Sterling Grove, Serra’s Sanctum — I don’t think the enchantment theme is really going to work for this deck, so the things that focus on that overmuch
will have to get pared down. You still end up with several enchantments after the cuts I want to make, and you’re the right colors to consider Debtors’
Knell and Lurking Predators when we build things back up again, but it’d make more sense to add other tutors before Sterling Grove, and the design as
it ends up will not support enough enchantments to make it worthwhile to keep Sterling Grove in play just to protect them. And at the rate we’re going,
you’ll be hard-pressed to make Serra’s Sanctum better than basic Plains, so it’s an open slot in your manabase as well.

Sylvan Library — Just kidding. You should be adding Sensei’s Divining Top before you add your Sylvan Library to your green deck, and since
there’s no Top I wanted to joke about cutting it… and see how many people yelled at me for it. It’s in, but a deck with real dual lands in it
shouldn’t be skimping on its Sensei’s Divining Top, it looks like you plumb forgot about it when you were putting your favorite cards together.

Unspeakable Symbol — Another one that makes me sad to cut, but it’s just not very efficient at its job of putting something useful into play for Ghave
to work with. Ajani Goldmane is absolutely brilliant at this task, you’d think Unspeakable Symbol’s mana cost of zero would convince me, but even
starting with 40 life this runs down far too quickly for my liking and I don’t want to focus on life-gain just to make this work. Some more ways to do
it, that happen to involve spending mana, will have to suffice.

Brutalizer Exarch — A pure ‘good stuff’ addition. Note that you added the Primal Command Exarch but not Primal Command itself; I don’t think this guy
fits your theme.

Extractor Demon — There are better ways to follow through that are also on-theme. This one’s cute, but not really effective, since you don’t really use
your own graveyard and can expect an Eldrazi to stop you from milling any of your opponents out.

Knight of the Reliquary — Not on-theme, as you noted, and not synergistic in any beatdown sense either. I like that it can get Krosan Verge and profit
you on mana pretty cheaply, but not enough to give it the slot to do so.

(Extracted records)
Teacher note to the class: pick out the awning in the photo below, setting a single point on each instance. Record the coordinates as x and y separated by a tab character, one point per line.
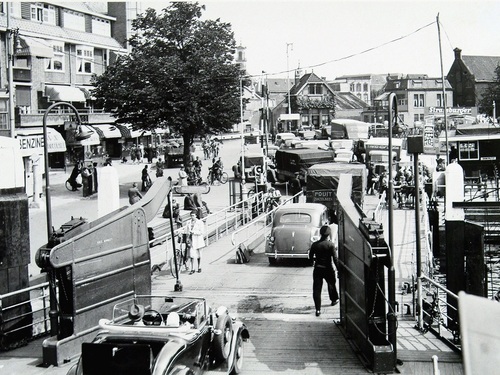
91	141
107	131
87	92
127	132
31	141
35	47
64	94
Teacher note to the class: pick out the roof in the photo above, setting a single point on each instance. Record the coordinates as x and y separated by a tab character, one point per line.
483	67
304	80
347	100
278	85
52	32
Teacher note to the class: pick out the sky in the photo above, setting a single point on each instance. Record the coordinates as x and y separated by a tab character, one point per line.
339	37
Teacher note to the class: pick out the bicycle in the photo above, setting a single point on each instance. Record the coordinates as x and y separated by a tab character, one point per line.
221	178
69	186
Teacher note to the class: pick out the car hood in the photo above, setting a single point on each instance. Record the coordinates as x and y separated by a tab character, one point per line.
292	239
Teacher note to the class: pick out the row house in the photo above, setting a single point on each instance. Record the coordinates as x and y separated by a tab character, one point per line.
419	99
52	50
310	103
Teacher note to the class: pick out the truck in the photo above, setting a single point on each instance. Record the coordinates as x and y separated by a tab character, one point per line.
323	180
290	161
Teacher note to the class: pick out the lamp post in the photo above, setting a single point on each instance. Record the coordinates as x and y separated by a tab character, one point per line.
53	313
46	161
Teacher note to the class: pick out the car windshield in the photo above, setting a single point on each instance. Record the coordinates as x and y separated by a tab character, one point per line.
193	307
295	218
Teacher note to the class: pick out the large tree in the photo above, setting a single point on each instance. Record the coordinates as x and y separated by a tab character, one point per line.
491	94
179	74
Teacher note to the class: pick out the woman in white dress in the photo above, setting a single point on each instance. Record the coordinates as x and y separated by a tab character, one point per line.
195	229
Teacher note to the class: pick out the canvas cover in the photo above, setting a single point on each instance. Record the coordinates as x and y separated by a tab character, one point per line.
325	177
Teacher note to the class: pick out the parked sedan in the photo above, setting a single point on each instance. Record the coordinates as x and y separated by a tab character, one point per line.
295	227
164	335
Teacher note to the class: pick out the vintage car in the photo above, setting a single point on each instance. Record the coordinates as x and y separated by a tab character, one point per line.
164	335
295	227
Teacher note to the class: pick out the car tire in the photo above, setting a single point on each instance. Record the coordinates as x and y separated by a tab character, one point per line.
238	356
222	342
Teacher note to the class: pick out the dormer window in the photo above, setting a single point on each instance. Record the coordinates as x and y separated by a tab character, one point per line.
315	89
43	13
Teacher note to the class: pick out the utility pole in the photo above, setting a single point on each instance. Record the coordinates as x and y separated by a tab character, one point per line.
288	76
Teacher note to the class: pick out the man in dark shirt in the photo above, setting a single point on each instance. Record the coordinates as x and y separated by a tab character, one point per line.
322	252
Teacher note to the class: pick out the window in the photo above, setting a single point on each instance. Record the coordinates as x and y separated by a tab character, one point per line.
74	20
43	13
418	117
439	100
468	150
4	117
101	26
315	89
56	63
418	100
324	119
304	119
84	59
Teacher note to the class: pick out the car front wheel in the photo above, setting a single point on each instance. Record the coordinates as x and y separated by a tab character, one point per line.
222	340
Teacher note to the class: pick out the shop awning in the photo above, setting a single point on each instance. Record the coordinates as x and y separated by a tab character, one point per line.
91	141
31	141
107	131
128	132
87	92
35	47
64	94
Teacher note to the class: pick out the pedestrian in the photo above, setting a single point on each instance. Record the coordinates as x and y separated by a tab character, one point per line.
195	230
94	175
146	180
323	252
159	168
77	169
86	181
134	195
182	176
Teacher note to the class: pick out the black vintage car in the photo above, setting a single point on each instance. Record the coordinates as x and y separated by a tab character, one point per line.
164	335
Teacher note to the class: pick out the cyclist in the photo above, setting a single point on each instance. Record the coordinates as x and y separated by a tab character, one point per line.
74	174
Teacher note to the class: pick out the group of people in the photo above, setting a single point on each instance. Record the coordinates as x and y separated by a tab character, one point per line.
89	180
211	148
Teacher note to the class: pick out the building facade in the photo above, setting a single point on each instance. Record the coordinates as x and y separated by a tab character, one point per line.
52	50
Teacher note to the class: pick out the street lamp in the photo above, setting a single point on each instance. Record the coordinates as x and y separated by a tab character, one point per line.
46	159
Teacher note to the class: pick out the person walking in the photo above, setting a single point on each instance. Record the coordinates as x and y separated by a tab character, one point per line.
194	230
133	194
77	169
323	252
146	180
182	176
86	181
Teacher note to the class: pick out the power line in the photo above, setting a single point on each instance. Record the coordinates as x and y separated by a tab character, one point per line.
355	54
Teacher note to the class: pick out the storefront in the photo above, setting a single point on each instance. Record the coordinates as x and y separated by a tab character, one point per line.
31	144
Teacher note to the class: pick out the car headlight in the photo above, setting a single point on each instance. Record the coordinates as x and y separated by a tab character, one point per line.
315	236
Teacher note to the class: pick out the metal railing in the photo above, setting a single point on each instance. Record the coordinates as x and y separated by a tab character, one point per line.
438	311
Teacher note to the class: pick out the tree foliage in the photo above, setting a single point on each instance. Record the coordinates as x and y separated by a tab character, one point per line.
179	74
492	93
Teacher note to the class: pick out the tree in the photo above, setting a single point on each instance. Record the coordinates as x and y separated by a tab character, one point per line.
180	74
491	94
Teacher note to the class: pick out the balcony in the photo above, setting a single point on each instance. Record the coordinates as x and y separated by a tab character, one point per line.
22	74
26	118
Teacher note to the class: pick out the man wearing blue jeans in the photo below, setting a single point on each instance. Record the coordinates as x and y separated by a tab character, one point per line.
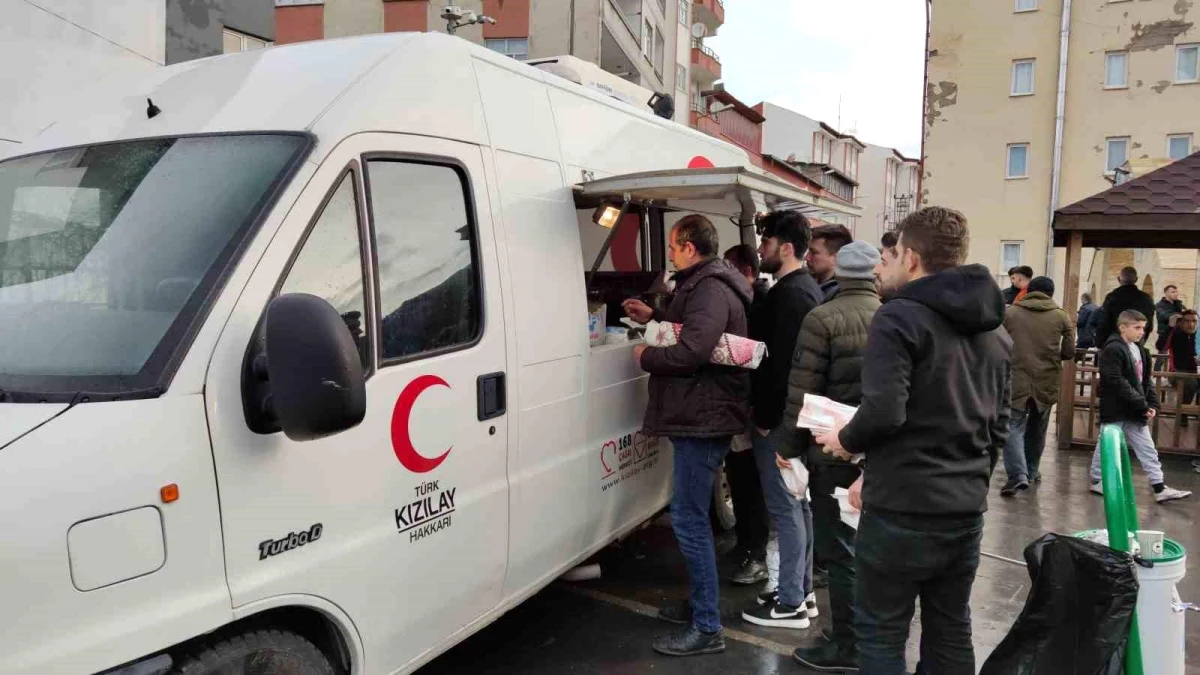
777	322
700	406
1043	338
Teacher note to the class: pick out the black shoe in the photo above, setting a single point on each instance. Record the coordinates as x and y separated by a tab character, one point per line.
778	616
820	578
690	643
750	573
827	658
1013	487
678	613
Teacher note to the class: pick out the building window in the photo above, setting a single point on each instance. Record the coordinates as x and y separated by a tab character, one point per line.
1117	154
429	269
1187	63
1018	161
1116	70
1023	77
660	48
1179	145
514	47
234	42
1009	255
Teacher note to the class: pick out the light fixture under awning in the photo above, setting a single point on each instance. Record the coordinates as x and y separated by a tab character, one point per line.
733	191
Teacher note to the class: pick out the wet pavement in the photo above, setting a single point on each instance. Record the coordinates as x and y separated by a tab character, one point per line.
606	626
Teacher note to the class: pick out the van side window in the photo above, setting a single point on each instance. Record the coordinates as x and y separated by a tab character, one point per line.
330	263
425	245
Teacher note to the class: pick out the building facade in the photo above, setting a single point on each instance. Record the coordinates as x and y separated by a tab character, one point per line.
887	190
648	42
51	51
1127	89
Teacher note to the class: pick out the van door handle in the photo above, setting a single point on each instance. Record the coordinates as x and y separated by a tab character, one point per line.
491	395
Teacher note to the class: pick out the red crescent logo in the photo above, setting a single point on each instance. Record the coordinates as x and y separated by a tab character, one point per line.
401	422
607	470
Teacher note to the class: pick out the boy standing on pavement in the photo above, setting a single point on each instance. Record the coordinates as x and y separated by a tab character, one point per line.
777	322
1043	338
700	406
828	362
933	423
1128	400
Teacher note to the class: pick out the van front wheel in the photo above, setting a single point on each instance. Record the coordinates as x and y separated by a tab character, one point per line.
258	652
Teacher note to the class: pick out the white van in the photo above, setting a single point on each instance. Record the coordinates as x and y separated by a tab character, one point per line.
201	466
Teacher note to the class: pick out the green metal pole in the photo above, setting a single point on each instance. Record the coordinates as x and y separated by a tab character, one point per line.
1121	513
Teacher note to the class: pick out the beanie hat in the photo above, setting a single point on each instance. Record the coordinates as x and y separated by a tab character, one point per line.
1042	285
857	260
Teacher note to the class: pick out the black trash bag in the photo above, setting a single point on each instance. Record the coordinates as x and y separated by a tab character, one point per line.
1078	615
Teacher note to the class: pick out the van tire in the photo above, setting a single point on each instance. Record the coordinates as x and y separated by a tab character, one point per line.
723	503
291	652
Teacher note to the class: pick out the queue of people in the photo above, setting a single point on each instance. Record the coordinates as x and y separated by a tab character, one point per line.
828	333
948	377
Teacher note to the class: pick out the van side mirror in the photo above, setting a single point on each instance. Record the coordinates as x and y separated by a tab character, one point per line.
317	386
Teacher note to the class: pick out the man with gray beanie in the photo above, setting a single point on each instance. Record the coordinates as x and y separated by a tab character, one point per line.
1043	338
828	362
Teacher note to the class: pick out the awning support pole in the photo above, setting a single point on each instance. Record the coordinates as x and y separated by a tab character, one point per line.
1066	422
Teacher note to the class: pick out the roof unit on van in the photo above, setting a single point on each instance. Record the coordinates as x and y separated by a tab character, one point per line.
595	78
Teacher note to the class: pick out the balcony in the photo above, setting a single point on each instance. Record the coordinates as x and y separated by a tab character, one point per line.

## [WHAT YOU SHOULD DO]
Retype the portion of the deck review from "Unspeakable Symbol —" up to and including "fits your theme.", keeping every word and mark unchanged.

## [EXERCISE RESULT]
Unspeakable Symbol — Another one that makes me sad to cut, but it’s just not very efficient at its job of putting something useful into play for Ghave
to work with. Ajani Goldmane is absolutely brilliant at this task, you’d think Unspeakable Symbol’s mana cost of zero would convince me, but even
starting with 40 life this runs down far too quickly for my liking and I don’t want to focus on life-gain just to make this work. Some more ways to do
it, that happen to involve spending mana, will have to suffice.

Brutalizer Exarch — A pure ‘good stuff’ addition. Note that you added the Primal Command Exarch but not Primal Command itself; I don’t think this guy
fits your theme.